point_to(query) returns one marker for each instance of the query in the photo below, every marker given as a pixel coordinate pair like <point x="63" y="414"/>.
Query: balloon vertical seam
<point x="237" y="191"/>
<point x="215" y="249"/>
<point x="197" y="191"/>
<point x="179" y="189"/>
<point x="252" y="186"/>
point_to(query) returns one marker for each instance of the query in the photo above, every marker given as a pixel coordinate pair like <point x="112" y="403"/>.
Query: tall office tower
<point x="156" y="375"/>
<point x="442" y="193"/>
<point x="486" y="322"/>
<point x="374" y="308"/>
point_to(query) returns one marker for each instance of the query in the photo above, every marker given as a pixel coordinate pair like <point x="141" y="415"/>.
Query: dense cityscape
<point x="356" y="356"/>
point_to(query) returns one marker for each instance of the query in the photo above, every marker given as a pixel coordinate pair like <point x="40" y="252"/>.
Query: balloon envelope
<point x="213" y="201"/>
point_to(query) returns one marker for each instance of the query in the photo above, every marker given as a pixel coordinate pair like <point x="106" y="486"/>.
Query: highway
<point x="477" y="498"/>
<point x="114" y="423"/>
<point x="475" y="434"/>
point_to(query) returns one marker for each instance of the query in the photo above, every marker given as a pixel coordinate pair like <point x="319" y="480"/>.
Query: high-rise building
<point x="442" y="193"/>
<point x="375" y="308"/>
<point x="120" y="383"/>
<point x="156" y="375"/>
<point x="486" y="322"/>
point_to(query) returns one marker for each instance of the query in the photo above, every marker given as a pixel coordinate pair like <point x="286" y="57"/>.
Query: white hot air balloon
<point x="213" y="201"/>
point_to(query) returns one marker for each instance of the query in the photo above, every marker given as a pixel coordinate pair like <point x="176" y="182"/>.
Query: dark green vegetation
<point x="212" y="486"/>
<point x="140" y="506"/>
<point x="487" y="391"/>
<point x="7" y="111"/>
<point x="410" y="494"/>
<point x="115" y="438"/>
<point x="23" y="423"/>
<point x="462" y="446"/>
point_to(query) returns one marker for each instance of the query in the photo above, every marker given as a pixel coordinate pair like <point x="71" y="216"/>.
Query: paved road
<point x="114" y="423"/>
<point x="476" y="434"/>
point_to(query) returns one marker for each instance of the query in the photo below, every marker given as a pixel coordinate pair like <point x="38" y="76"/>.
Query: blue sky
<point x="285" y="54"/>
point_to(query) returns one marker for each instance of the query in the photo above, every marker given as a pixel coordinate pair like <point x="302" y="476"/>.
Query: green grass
·····
| WORK INSTRUCTIONS |
Give back each line above precisely as it stands.

| RESULT OF THIS TASK |
point_to(query) returns one marker for each instance of the query in the photo below, every marker given as a pixel coordinate pair like <point x="63" y="414"/>.
Query: balloon vertical seam
<point x="237" y="191"/>
<point x="215" y="249"/>
<point x="197" y="191"/>
<point x="179" y="189"/>
<point x="252" y="186"/>
point_to(query) returns one marker for each instance of the query in the photo above, every marker given as a pixel coordinate pair like <point x="112" y="403"/>.
Query: tall office tower
<point x="156" y="375"/>
<point x="442" y="193"/>
<point x="486" y="322"/>
<point x="374" y="308"/>
point_to(query) returns one marker for each instance of the query in the photo above, every marker given as a pixel coordinate pair like <point x="141" y="415"/>.
Query: dense cityscape
<point x="356" y="356"/>
point_to(query) returns one marker for each instance of the query in the photo above, every marker given as a pixel coordinate pair like <point x="40" y="252"/>.
Query: balloon envelope
<point x="213" y="201"/>
point_to(query) returns one marker for each instance of the query in the photo above, every marker given as a pixel coordinate pair like <point x="106" y="486"/>.
Query: highway
<point x="477" y="498"/>
<point x="114" y="423"/>
<point x="475" y="434"/>
point_to(query) returns one marker for each instance of the query in the photo above, every marker given as a pixel coordinate pair like <point x="319" y="480"/>.
Query: high-rise building
<point x="442" y="193"/>
<point x="375" y="308"/>
<point x="120" y="383"/>
<point x="156" y="375"/>
<point x="486" y="322"/>
point_to(query) returns one marker for each instance of the query in the photo above, every marker given as a pixel coordinate pair like <point x="286" y="57"/>.
Query: white hot air balloon
<point x="213" y="201"/>
point_to(query) returns one marker for each instance of the query in the photo above, every marker given as a pixel coordinate pair like <point x="176" y="182"/>.
Query: dark green vegetation
<point x="212" y="486"/>
<point x="140" y="506"/>
<point x="487" y="391"/>
<point x="7" y="111"/>
<point x="410" y="494"/>
<point x="115" y="438"/>
<point x="23" y="423"/>
<point x="462" y="446"/>
point_to(query) returns one marker for each instance of the query in the photo above, every marker given as a pixel coordinate pair like <point x="71" y="216"/>.
Query: paved road
<point x="114" y="423"/>
<point x="476" y="434"/>
point_to(query) returns one marker for each instance of the query in the photo below, every marker given as a pixel coordinate pair like <point x="38" y="76"/>.
Query: blue sky
<point x="285" y="54"/>
point_to(query) returns one marker for each instance of the query in the photo above, every marker given as a pixel coordinate pair like <point x="302" y="476"/>.
Query: green grass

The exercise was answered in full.